Problem requirements
Replace "glass pane" with "window pane" in the rows that start at the line containing "Please put a dot on every instance of the glass" and end at the line containing "<point>265,355</point>", and give those lines again with nothing else changed.

Dataset items
## Start

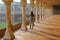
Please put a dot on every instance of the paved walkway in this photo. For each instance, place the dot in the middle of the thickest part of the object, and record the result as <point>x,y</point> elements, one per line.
<point>49,29</point>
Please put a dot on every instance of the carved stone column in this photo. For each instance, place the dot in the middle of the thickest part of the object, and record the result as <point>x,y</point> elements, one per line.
<point>32,4</point>
<point>24,26</point>
<point>41,10</point>
<point>37,7</point>
<point>9,33</point>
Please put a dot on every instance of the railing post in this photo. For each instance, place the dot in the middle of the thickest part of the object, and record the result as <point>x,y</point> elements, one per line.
<point>9,33</point>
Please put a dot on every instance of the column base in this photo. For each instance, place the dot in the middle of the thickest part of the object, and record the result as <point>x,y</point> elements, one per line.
<point>8,35</point>
<point>24,28</point>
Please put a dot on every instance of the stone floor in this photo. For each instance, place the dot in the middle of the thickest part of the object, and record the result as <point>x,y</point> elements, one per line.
<point>48,29</point>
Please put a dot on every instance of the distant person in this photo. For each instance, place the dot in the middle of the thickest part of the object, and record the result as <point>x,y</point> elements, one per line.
<point>32,19</point>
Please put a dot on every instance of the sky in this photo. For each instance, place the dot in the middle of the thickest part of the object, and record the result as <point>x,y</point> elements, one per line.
<point>28,1</point>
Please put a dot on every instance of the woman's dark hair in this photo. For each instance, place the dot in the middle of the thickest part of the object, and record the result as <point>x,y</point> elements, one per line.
<point>32,14</point>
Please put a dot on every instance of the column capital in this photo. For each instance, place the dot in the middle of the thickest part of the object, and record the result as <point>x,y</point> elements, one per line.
<point>7,1</point>
<point>23,2</point>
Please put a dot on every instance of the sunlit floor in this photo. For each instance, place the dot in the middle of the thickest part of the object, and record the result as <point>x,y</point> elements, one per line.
<point>49,29</point>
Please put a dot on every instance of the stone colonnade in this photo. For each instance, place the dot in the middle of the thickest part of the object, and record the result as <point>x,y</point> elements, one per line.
<point>9,33</point>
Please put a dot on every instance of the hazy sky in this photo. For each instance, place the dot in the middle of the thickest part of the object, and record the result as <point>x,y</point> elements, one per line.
<point>28,1</point>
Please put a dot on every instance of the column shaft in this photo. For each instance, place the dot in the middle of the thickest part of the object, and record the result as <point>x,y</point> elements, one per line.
<point>24,26</point>
<point>9,33</point>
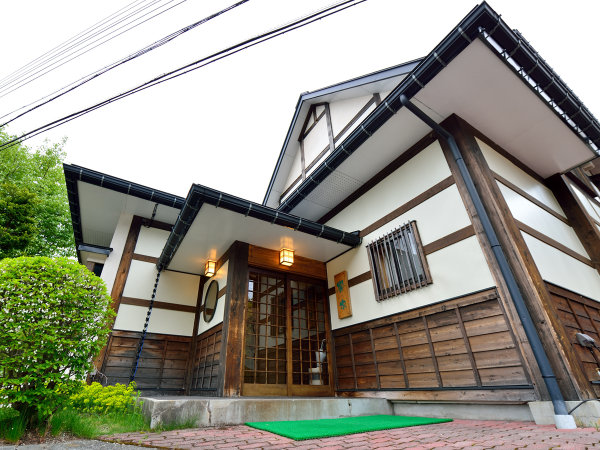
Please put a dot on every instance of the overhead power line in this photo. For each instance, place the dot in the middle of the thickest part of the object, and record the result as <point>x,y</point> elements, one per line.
<point>58,47</point>
<point>299,23</point>
<point>86,79</point>
<point>45,67</point>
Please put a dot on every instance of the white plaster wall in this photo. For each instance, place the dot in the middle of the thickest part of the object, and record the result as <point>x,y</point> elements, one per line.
<point>518,177</point>
<point>423,171</point>
<point>554,265</point>
<point>221,278</point>
<point>455,270</point>
<point>343,111</point>
<point>296,169</point>
<point>559,268</point>
<point>173,287</point>
<point>534,216</point>
<point>316,141</point>
<point>111,265</point>
<point>132,318</point>
<point>589,206</point>
<point>151,241</point>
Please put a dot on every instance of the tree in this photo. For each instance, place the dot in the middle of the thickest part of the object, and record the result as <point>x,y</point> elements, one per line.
<point>32,185</point>
<point>54,319</point>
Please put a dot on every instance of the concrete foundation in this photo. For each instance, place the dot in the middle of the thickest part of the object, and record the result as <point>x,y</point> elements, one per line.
<point>204,411</point>
<point>586,415</point>
<point>464,411</point>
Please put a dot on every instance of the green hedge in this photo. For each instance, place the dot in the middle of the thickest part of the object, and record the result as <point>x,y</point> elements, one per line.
<point>54,319</point>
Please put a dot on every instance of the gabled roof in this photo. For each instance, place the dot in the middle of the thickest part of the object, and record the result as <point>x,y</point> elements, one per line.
<point>198,233</point>
<point>101,218</point>
<point>486,73</point>
<point>380,81</point>
<point>210,221</point>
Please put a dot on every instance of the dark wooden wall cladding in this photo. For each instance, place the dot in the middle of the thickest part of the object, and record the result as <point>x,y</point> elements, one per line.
<point>580,314</point>
<point>205,375</point>
<point>461,343</point>
<point>162,364</point>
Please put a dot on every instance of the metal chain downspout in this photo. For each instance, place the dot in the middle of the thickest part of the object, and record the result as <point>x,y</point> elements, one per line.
<point>141,343</point>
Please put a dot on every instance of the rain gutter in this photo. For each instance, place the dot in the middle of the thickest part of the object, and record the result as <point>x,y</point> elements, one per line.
<point>481,23</point>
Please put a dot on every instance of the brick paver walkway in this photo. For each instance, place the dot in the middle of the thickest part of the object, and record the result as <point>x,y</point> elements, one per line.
<point>471,434</point>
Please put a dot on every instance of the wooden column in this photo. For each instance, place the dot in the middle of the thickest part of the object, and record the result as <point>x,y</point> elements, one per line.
<point>121,278</point>
<point>232,341</point>
<point>583,225</point>
<point>572,382</point>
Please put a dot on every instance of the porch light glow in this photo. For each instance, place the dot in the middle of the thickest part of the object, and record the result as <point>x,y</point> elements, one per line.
<point>286,257</point>
<point>209,268</point>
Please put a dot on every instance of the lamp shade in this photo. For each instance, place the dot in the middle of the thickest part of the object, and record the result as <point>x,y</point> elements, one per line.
<point>209,268</point>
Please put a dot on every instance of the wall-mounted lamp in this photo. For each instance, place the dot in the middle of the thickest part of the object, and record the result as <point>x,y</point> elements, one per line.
<point>209,268</point>
<point>286,257</point>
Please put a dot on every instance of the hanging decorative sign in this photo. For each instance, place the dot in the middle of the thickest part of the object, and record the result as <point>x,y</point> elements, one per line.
<point>342,295</point>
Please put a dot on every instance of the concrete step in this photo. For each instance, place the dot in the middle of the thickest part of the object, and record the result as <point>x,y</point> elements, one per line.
<point>207,411</point>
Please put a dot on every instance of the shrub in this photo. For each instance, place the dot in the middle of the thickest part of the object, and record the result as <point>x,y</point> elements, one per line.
<point>98,399</point>
<point>54,318</point>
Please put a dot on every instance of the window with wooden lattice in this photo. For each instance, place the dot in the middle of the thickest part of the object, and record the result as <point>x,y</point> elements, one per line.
<point>398,263</point>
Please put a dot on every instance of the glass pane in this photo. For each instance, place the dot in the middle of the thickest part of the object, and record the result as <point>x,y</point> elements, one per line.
<point>265,355</point>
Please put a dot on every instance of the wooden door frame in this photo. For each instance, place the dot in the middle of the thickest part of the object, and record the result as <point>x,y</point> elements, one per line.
<point>292,390</point>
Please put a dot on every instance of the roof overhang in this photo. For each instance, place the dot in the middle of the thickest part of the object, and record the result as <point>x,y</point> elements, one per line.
<point>377,82</point>
<point>97,201</point>
<point>210,221</point>
<point>484,72</point>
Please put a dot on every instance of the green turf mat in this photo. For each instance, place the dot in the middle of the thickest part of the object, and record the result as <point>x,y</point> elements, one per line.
<point>314,429</point>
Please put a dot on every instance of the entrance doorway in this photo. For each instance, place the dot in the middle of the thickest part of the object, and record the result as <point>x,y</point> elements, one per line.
<point>286,337</point>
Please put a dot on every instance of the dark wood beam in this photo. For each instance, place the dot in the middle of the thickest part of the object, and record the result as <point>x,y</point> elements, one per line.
<point>232,345</point>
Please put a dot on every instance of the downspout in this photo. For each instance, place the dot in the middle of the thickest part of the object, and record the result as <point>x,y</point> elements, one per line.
<point>562,418</point>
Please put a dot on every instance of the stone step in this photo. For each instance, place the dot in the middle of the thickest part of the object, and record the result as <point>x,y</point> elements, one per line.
<point>207,411</point>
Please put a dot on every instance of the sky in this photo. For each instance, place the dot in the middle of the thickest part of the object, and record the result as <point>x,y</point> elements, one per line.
<point>223,126</point>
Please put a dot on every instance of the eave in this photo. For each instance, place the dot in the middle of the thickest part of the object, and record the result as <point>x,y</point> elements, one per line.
<point>77,178</point>
<point>329,93</point>
<point>212,220</point>
<point>485,25</point>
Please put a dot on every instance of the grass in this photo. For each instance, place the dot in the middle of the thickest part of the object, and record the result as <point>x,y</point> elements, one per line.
<point>83,425</point>
<point>12,426</point>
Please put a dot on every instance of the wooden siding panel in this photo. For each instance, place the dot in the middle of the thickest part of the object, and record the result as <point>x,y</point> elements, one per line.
<point>579,314</point>
<point>206,365</point>
<point>449,345</point>
<point>161,366</point>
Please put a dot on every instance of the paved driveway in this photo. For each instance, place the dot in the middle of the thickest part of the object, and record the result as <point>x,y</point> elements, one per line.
<point>471,434</point>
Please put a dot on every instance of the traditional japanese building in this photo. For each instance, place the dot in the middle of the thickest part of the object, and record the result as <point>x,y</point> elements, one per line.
<point>430,233</point>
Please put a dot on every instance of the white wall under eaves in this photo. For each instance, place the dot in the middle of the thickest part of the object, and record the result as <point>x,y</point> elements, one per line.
<point>111,265</point>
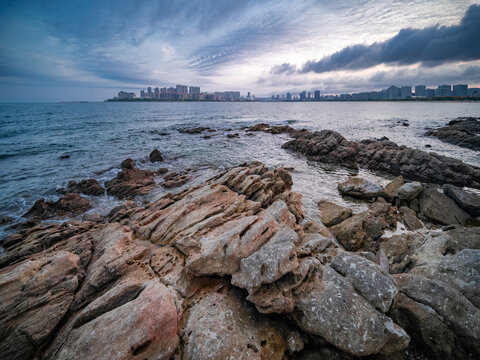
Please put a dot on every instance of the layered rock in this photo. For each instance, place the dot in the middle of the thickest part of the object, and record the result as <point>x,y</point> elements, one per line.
<point>331,147</point>
<point>463,132</point>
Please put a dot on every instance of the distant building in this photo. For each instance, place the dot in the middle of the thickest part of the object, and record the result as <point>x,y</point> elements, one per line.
<point>460,90</point>
<point>393,93</point>
<point>420,90</point>
<point>122,95</point>
<point>182,89</point>
<point>405,92</point>
<point>474,92</point>
<point>429,93</point>
<point>194,90</point>
<point>443,90</point>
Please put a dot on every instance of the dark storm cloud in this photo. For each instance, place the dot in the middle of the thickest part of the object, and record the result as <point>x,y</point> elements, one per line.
<point>430,46</point>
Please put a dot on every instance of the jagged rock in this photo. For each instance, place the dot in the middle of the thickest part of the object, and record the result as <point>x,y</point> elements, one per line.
<point>87,187</point>
<point>369,279</point>
<point>392,187</point>
<point>468,201</point>
<point>410,218</point>
<point>269,263</point>
<point>219,325</point>
<point>360,230</point>
<point>333,214</point>
<point>410,191</point>
<point>130,181</point>
<point>331,308</point>
<point>155,156</point>
<point>463,132</point>
<point>361,188</point>
<point>67,205</point>
<point>331,147</point>
<point>441,209</point>
<point>459,315</point>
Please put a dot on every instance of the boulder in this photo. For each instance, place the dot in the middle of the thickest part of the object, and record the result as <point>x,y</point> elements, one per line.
<point>468,201</point>
<point>361,188</point>
<point>409,191</point>
<point>130,181</point>
<point>333,214</point>
<point>410,218</point>
<point>87,187</point>
<point>439,208</point>
<point>330,147</point>
<point>392,187</point>
<point>155,156</point>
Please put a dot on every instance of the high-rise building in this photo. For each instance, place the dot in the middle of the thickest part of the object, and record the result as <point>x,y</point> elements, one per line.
<point>460,90</point>
<point>420,90</point>
<point>405,92</point>
<point>444,90</point>
<point>182,89</point>
<point>393,93</point>
<point>194,90</point>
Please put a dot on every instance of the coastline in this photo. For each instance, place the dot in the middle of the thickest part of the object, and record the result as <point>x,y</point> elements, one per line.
<point>240,242</point>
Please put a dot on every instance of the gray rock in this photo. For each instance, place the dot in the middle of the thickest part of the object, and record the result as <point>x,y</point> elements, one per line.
<point>410,219</point>
<point>368,279</point>
<point>441,209</point>
<point>361,188</point>
<point>333,214</point>
<point>332,309</point>
<point>410,191</point>
<point>468,201</point>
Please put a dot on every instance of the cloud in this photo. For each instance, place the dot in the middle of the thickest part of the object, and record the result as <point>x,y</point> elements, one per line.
<point>430,46</point>
<point>285,68</point>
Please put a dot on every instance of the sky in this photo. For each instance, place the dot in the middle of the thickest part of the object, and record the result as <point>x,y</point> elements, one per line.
<point>90,50</point>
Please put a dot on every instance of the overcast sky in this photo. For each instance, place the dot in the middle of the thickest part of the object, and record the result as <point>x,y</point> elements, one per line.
<point>89,50</point>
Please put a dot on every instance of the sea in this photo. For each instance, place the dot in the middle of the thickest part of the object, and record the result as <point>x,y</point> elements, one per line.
<point>98,136</point>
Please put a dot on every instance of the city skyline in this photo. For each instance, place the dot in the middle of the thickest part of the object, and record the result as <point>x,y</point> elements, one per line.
<point>54,51</point>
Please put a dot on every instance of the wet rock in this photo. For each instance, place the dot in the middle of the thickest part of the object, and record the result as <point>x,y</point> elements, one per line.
<point>361,188</point>
<point>67,205</point>
<point>194,130</point>
<point>87,187</point>
<point>391,189</point>
<point>369,279</point>
<point>409,191</point>
<point>155,156</point>
<point>333,214</point>
<point>361,230</point>
<point>331,147</point>
<point>439,208</point>
<point>468,201</point>
<point>219,325</point>
<point>410,218</point>
<point>130,181</point>
<point>93,218</point>
<point>463,132</point>
<point>458,314</point>
<point>331,308</point>
<point>128,164</point>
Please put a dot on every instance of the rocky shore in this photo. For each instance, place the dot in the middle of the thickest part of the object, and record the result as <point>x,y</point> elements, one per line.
<point>230,268</point>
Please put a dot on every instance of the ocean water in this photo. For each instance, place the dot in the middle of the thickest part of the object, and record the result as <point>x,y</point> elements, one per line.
<point>98,136</point>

## End

Output for this task
Please put a dot on every instance of the window pane in this photo. For each instance, place the dot in the middle of the thickest part of the object, and record the result as <point>x,y</point> elements, one per line.
<point>265,355</point>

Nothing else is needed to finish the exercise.